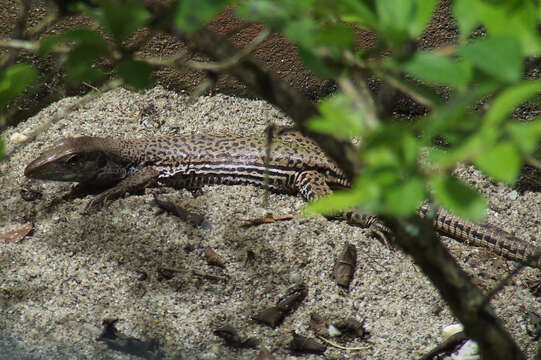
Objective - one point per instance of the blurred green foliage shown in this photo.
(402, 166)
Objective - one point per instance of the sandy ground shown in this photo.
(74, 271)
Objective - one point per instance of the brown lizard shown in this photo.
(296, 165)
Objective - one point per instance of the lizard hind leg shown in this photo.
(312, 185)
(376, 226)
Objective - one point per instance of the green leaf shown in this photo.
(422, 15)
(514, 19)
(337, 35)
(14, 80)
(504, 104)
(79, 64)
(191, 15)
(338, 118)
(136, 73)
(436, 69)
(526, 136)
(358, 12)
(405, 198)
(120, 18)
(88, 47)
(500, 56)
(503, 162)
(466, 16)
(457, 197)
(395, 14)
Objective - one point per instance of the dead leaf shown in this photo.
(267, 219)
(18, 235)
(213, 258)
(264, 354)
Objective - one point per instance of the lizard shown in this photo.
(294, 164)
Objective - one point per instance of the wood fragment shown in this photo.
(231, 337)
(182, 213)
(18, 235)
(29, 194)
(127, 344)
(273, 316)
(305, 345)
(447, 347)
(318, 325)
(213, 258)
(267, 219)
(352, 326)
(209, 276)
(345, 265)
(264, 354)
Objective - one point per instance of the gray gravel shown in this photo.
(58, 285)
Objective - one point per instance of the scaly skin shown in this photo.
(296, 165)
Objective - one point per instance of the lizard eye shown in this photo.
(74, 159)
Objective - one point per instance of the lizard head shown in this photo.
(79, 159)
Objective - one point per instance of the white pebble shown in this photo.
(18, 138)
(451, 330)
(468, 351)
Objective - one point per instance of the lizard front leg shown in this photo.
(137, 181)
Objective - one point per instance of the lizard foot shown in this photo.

===

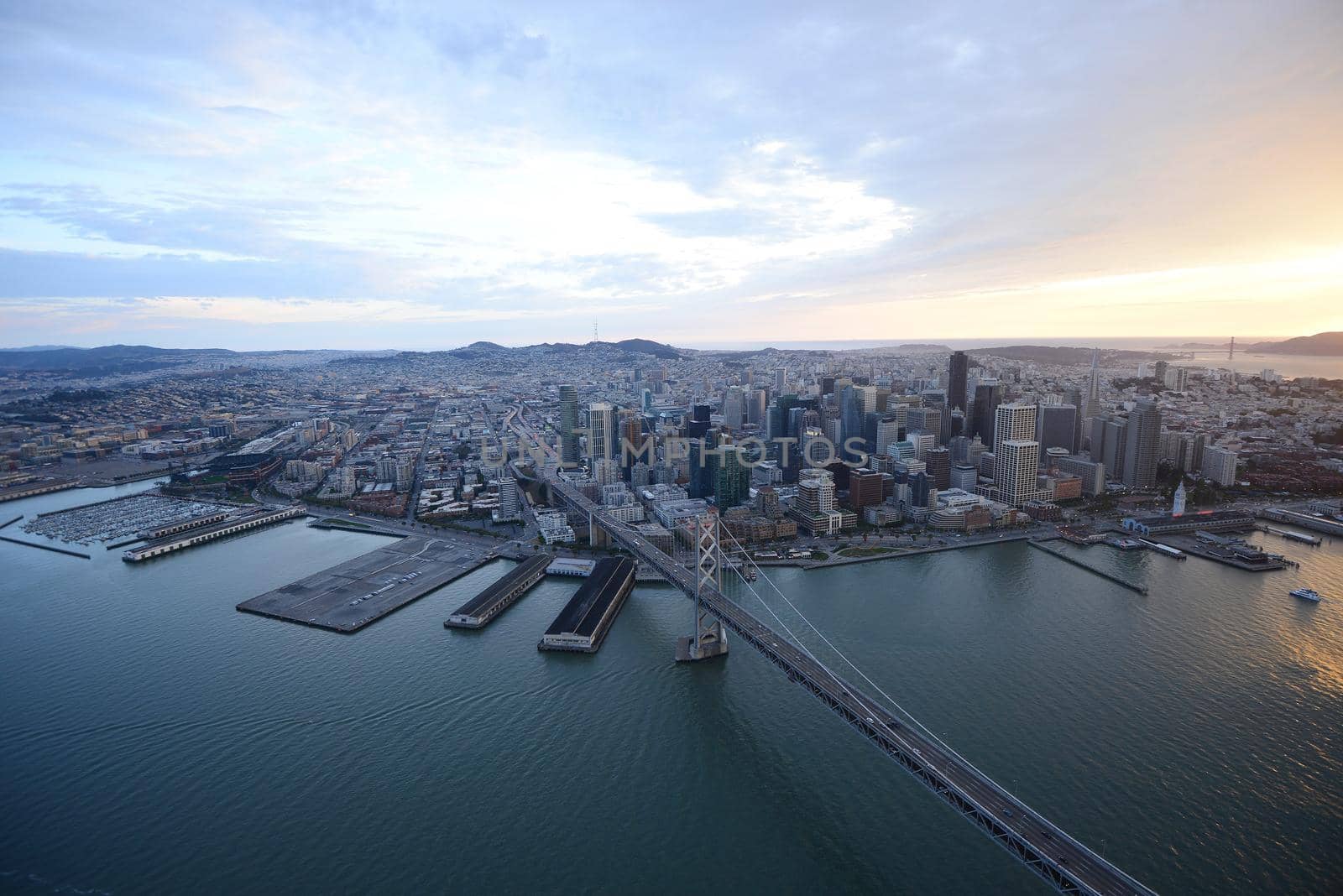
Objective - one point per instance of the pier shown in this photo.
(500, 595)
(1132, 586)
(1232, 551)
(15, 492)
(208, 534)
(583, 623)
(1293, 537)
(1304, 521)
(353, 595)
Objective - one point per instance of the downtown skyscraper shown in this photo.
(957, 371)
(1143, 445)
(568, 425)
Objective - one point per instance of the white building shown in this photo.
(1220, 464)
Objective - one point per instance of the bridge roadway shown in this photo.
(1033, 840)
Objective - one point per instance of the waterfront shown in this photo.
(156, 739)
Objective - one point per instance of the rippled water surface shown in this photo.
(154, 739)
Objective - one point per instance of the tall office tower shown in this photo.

===

TASK DETAILS: Since only part of the listing is wanted, copy exactly the lines from the one holding "Objective - one point per instance of the blurred" to the one holding "Objective - one point per instance of the lizard foot", both included.

YOUR SOLUTION:
Objective - one point per instance of the blurred green foliage shown in this photo.
(402, 166)
Objective - one point per instance of the sandy ground shown in this photo.
(74, 271)
Objective - one point per instance of the brown lizard shown in this photo.
(296, 165)
Objective - one point per instance of the lizard hind leg shown in this photo.
(312, 185)
(376, 226)
Objective - one point per instance of the green leaf shown in this photo.
(422, 15)
(514, 19)
(337, 35)
(14, 80)
(504, 104)
(79, 64)
(191, 15)
(338, 118)
(136, 73)
(436, 69)
(526, 136)
(358, 12)
(405, 198)
(120, 18)
(88, 47)
(500, 56)
(503, 162)
(466, 16)
(457, 197)
(395, 14)
Objective - one point per instance of the dead leaf shown in this photo.
(267, 219)
(18, 235)
(213, 258)
(264, 354)
Objective - one point per instance of the lizard shown in this photo.
(294, 164)
Objective - one point per instance of the wood fragment shown in this photo.
(231, 337)
(182, 213)
(18, 235)
(29, 194)
(127, 344)
(273, 316)
(305, 345)
(447, 347)
(318, 325)
(213, 258)
(267, 219)
(352, 326)
(209, 276)
(345, 265)
(264, 354)
Objective - one point per instance of the gray gravel shown in this photo.
(58, 285)
Objective - one point per instance of the scaly skin shown in this photo.
(296, 165)
Objective - one point per instance of the lizard eye shown in this photo.
(74, 159)
Objective - one point per instance of the lizard head shown in this photo.
(79, 159)
Objective - one point per instance of the white pebble shown in this photo.
(18, 138)
(451, 330)
(468, 351)
Objective - one point per instance of the lizard front leg shown in this photo.
(137, 181)
Objective - one point per instance of the lizard foot shown in this photo.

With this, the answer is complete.